**QUOTED PASSAGE:**
● ● ● ● ●
Degree Or Not Degree

by Byron Browne
Almost daily, I tell my students to get to work, stop whining, hunker down and get busy. I tell them college is a comin’ and they better get ready. I relate stories to them about my troubles obtaining the couple of degrees that I have. I tell them that hard work and discipline are necessary for future success and that they would be better off getting into that mind set right now instead of trying to get it together later when the baby is crying and the rent is due. I tell them how 35% of American college students drop out either during or at the end of their first year in college because they were wholly unprepared for the difficulties it presented. I throw this information at them continually and I have been for over 13 years now. So, you might imagine how stunned I was the other day to read that none of my rants matter, not one little bit.

The other day I received an offer, through my e-mail, to purchase a college degree. In fact, the business stated that I could buy as many as I wanted. Their site insisted that “The more degrees you Have [sic] the better your chances and prospects in life. That is the way Life is.” What a thing. All that time I spent reading and studying, drinking coffee at two in the morning to stay awake to get my work done was a waste of time. I could have pulled out my credit card instead of those books and achieved the same measure of achievement. It was suddenly of little consequence that I can recognize an Alexander Pope quote from a mile away and calculate the tip at the restaurant without the calculator on my cell phone. I could have had a scotch and gone to bed.

Obviously, the program is as bogus as Clyde Barrow's philanthropy. But, you have to hand it to them, they understand the prevailing mentality. Like the little girl in ‘Willie Wonka’ -we want it now! It is a shame, however I wonder how many people actually follow through with the purchase. Why spend hundreds of dollars on a simple degree when for a few thousand more you could have a seat in the Illinois state senate? In our rush for success we seem to have forgotten the basic principles involved in obtaining it, i.e. working for it.
● ● ● ● ●
**DATASET EXTRACT:**
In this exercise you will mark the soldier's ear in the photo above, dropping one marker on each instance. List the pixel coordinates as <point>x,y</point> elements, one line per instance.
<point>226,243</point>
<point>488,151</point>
● ● ● ● ●
**STATED EXERCISE:** Copy out the part of the essay on buying degrees that falls between "The other day I" and "gone to bed.", inclusive.

**RESULT OF THIS TASK:**
The other day I received an offer, through my e-mail, to purchase a college degree. In fact, the business stated that I could buy as many as I wanted. Their site insisted that “The more degrees you Have [sic] the better your chances and prospects in life. That is the way Life is.” What a thing. All that time I spent reading and studying, drinking coffee at two in the morning to stay awake to get my work done was a waste of time. I could have pulled out my credit card instead of those books and achieved the same measure of achievement. It was suddenly of little consequence that I can recognize an Alexander Pope quote from a mile away and calculate the tip at the restaurant without the calculator on my cell phone. I could have had a scotch and gone to bed.